:: Exercise brief ::
Recast the lines from the one containing "mark the region of every instance of the guardrail" through the one containing "210], [143, 219]]", both included, as a Markdown table with the columns Row and Line, numbering each line and skipping any blank ones.

:: Segmentation labeling entries ::
___

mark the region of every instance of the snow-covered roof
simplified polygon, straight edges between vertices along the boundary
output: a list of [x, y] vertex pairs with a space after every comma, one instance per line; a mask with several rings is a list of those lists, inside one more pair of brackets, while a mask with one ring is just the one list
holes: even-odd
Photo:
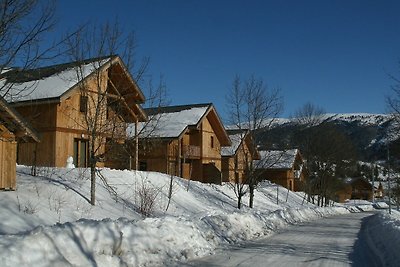
[[260, 160], [255, 160], [258, 169], [291, 169], [296, 160], [298, 149], [261, 150]]
[[227, 130], [232, 145], [221, 148], [221, 156], [234, 156], [242, 140], [246, 136], [245, 130]]
[[4, 96], [8, 102], [57, 98], [110, 60], [111, 57], [106, 57], [33, 70], [8, 71], [4, 73], [5, 79], [0, 86], [10, 86]]
[[[148, 122], [139, 123], [139, 131], [146, 137], [176, 138], [188, 126], [197, 125], [206, 115], [211, 104], [171, 106], [156, 109], [145, 109], [149, 116]], [[143, 129], [143, 127], [145, 127]], [[134, 136], [134, 124], [127, 129], [128, 136]]]
[[[4, 125], [7, 130], [16, 133], [19, 132], [18, 138], [28, 142], [39, 142], [38, 134], [33, 130], [27, 121], [10, 107], [7, 102], [0, 96], [0, 125]], [[1, 132], [1, 130], [0, 130]], [[22, 134], [21, 134], [22, 133]]]

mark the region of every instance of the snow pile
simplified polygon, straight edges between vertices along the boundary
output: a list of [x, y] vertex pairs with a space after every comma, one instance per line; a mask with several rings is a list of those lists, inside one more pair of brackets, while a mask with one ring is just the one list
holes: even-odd
[[[303, 201], [302, 193], [267, 182], [256, 191], [256, 208], [238, 210], [228, 185], [177, 177], [166, 211], [170, 176], [109, 169], [101, 170], [109, 186], [97, 182], [92, 207], [87, 170], [43, 168], [38, 177], [28, 173], [29, 168], [19, 166], [18, 190], [0, 192], [2, 266], [160, 266], [290, 224], [349, 212], [315, 207]], [[143, 188], [155, 193], [150, 218], [138, 212]]]
[[381, 212], [364, 222], [361, 238], [371, 248], [371, 253], [379, 257], [383, 266], [398, 265], [400, 247], [400, 212]]

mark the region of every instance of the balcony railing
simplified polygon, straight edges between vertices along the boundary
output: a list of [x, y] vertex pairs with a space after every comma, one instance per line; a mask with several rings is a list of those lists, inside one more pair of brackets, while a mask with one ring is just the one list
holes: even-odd
[[186, 159], [199, 159], [200, 158], [200, 147], [193, 145], [182, 146], [182, 156]]

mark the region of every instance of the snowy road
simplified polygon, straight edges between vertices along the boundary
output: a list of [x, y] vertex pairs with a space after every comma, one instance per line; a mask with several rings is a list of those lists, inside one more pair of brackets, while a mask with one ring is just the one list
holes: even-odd
[[352, 213], [291, 226], [186, 266], [383, 266], [374, 254], [377, 249], [368, 246], [373, 244], [371, 215]]

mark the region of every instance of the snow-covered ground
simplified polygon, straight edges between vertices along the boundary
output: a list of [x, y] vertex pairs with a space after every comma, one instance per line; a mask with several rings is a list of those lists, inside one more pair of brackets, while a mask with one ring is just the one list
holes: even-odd
[[[91, 206], [85, 169], [42, 168], [37, 177], [28, 167], [17, 170], [17, 191], [0, 192], [1, 266], [164, 265], [290, 224], [371, 209], [368, 203], [318, 208], [303, 201], [302, 193], [265, 182], [256, 191], [255, 208], [238, 210], [228, 185], [177, 177], [168, 206], [170, 176], [109, 169], [101, 170], [109, 187], [98, 179]], [[153, 208], [145, 207], [149, 203]], [[140, 207], [151, 216], [143, 217]], [[399, 235], [400, 218], [379, 218], [376, 224], [389, 221]]]

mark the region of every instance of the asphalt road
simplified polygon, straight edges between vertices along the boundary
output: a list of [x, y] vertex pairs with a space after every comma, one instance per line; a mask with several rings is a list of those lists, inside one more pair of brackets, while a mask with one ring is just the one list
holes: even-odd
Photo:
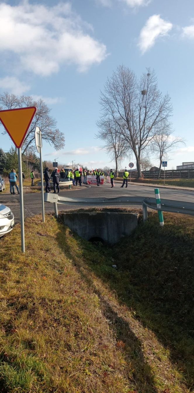
[[[148, 196], [154, 198], [154, 188], [145, 186], [132, 185], [129, 184], [127, 188], [120, 189], [120, 184], [116, 183], [115, 187], [111, 188], [109, 185], [104, 184], [99, 187], [92, 185], [91, 188], [87, 188], [83, 186], [81, 187], [78, 186], [78, 189], [71, 191], [61, 191], [61, 196], [68, 197], [92, 198], [92, 197], [106, 197], [130, 196]], [[169, 199], [171, 200], [179, 200], [183, 202], [194, 202], [194, 191], [188, 191], [170, 188], [161, 188], [160, 193], [161, 199]], [[30, 217], [41, 213], [42, 212], [41, 195], [40, 193], [24, 194], [25, 218]], [[3, 193], [0, 194], [0, 203], [8, 206], [12, 211], [15, 218], [15, 222], [20, 220], [20, 203], [18, 195], [12, 195]], [[87, 205], [86, 205], [86, 206]], [[59, 210], [67, 210], [82, 207], [77, 204], [70, 206], [58, 204]], [[133, 207], [135, 207], [133, 205]], [[137, 206], [137, 207], [139, 207]], [[45, 212], [54, 211], [52, 204], [45, 203]]]

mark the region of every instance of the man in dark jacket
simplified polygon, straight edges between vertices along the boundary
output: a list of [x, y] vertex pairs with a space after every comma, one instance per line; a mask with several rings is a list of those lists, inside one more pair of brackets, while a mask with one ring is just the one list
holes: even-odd
[[46, 182], [46, 190], [45, 192], [50, 193], [50, 175], [48, 171], [48, 168], [46, 167], [44, 172], [44, 177]]
[[56, 194], [56, 187], [57, 187], [58, 194], [59, 193], [59, 174], [57, 172], [58, 168], [56, 168], [52, 173], [52, 177], [53, 182], [53, 188], [54, 189], [54, 193]]

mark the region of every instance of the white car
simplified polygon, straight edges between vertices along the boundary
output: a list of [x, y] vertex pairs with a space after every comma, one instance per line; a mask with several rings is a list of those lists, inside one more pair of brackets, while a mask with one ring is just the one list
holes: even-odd
[[3, 179], [2, 176], [0, 175], [0, 192], [1, 191], [3, 191], [4, 190], [6, 189], [6, 185], [5, 184], [5, 180], [4, 179]]
[[0, 237], [12, 231], [14, 217], [9, 208], [0, 203]]

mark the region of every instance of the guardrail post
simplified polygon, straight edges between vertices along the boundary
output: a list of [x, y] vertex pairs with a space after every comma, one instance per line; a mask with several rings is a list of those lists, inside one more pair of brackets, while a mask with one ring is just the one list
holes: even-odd
[[144, 222], [145, 222], [145, 221], [148, 219], [148, 209], [146, 205], [144, 205], [143, 203], [142, 205], [142, 209], [143, 210], [143, 219]]
[[56, 216], [56, 218], [57, 219], [59, 217], [59, 214], [58, 213], [57, 204], [56, 202], [54, 202], [53, 204], [54, 205], [54, 211], [55, 212], [55, 214]]
[[[156, 200], [157, 208], [158, 209], [161, 209], [161, 201], [160, 200], [159, 189], [155, 188], [154, 191], [155, 191], [155, 196]], [[163, 218], [163, 212], [160, 210], [158, 210], [158, 217], [159, 217], [159, 221], [160, 222], [160, 225], [161, 226], [164, 226], [164, 219]]]

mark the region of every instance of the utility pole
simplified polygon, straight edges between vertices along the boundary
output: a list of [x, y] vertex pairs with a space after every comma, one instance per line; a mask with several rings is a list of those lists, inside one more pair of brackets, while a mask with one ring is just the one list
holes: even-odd
[[58, 157], [57, 157], [56, 158], [55, 158], [55, 168], [56, 168], [56, 160], [58, 158]]

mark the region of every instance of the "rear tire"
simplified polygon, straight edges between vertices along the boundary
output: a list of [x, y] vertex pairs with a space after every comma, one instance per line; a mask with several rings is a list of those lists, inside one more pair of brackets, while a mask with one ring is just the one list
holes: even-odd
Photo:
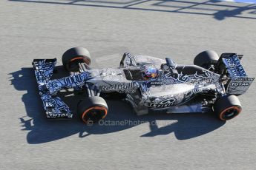
[[209, 69], [211, 64], [217, 64], [220, 57], [216, 52], [206, 50], [199, 53], [194, 59], [194, 64]]
[[99, 96], [87, 98], [81, 101], [77, 106], [78, 115], [86, 124], [104, 119], [108, 110], [106, 101]]
[[68, 50], [62, 55], [62, 64], [68, 72], [78, 72], [79, 63], [90, 65], [91, 58], [89, 51], [83, 47], [73, 47]]
[[225, 95], [214, 104], [214, 112], [221, 120], [234, 118], [242, 111], [241, 103], [235, 95]]

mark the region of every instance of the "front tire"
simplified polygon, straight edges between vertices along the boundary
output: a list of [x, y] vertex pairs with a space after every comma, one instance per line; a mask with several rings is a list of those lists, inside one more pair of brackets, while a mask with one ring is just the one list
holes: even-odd
[[78, 115], [86, 124], [97, 123], [108, 114], [108, 105], [101, 97], [93, 96], [81, 101], [77, 106]]
[[241, 103], [235, 95], [223, 96], [214, 104], [215, 114], [220, 120], [223, 121], [234, 118], [241, 111]]
[[91, 64], [91, 58], [89, 51], [83, 47], [73, 47], [68, 50], [62, 55], [62, 64], [68, 72], [78, 72], [79, 63]]

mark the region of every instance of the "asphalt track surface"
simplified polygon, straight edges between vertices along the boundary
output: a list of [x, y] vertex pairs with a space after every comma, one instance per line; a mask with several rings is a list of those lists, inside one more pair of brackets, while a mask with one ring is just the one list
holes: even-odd
[[[214, 50], [243, 54], [255, 77], [255, 4], [4, 0], [0, 7], [0, 169], [255, 169], [256, 82], [239, 97], [243, 112], [226, 123], [212, 114], [137, 117], [108, 100], [109, 124], [86, 126], [77, 118], [46, 120], [31, 69], [33, 58], [61, 65], [76, 46], [108, 67], [126, 51], [189, 64]], [[76, 109], [76, 98], [65, 98]]]

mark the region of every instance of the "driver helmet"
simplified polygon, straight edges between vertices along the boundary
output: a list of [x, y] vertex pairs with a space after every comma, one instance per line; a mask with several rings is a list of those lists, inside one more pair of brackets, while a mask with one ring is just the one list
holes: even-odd
[[142, 74], [142, 76], [145, 80], [155, 78], [157, 77], [157, 75], [158, 69], [153, 67], [146, 67]]

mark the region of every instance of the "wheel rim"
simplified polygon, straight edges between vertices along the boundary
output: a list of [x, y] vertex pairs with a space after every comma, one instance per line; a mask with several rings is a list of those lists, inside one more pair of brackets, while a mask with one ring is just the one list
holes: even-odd
[[234, 118], [241, 112], [241, 109], [237, 106], [232, 106], [226, 109], [220, 114], [220, 118], [223, 120]]
[[96, 123], [104, 119], [107, 115], [108, 110], [104, 106], [93, 106], [88, 109], [82, 115], [82, 120], [88, 123], [89, 121]]

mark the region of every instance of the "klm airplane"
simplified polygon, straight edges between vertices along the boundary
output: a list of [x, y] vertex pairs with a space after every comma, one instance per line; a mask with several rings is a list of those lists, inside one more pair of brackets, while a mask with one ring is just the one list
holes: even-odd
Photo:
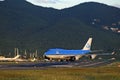
[[[79, 60], [82, 56], [90, 56], [94, 59], [97, 54], [89, 54], [96, 51], [91, 51], [92, 38], [89, 38], [83, 49], [81, 50], [66, 50], [66, 49], [49, 49], [44, 53], [44, 58], [48, 60]], [[106, 54], [105, 54], [106, 55]]]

___

:: Task output ::
| Row | Line |
|---|---|
| 1 | mark the region of every instance of the guardrail post |
| 2 | simplified polygon, straight edges between vertices along the boundary |
| 3 | output: a list of [x, y] vertex pairs with a space after every comma, one instance per line; a mask with several rings is a list of those lists, inside one more pair of brackets, while a mask with one ring is just the one list |
| 4 | holes: even-odd |
| 5 | [[144, 222], [145, 222], [145, 221], [148, 219], [148, 209], [146, 205], [144, 205], [143, 203], [142, 205], [142, 209], [143, 210], [143, 219]] |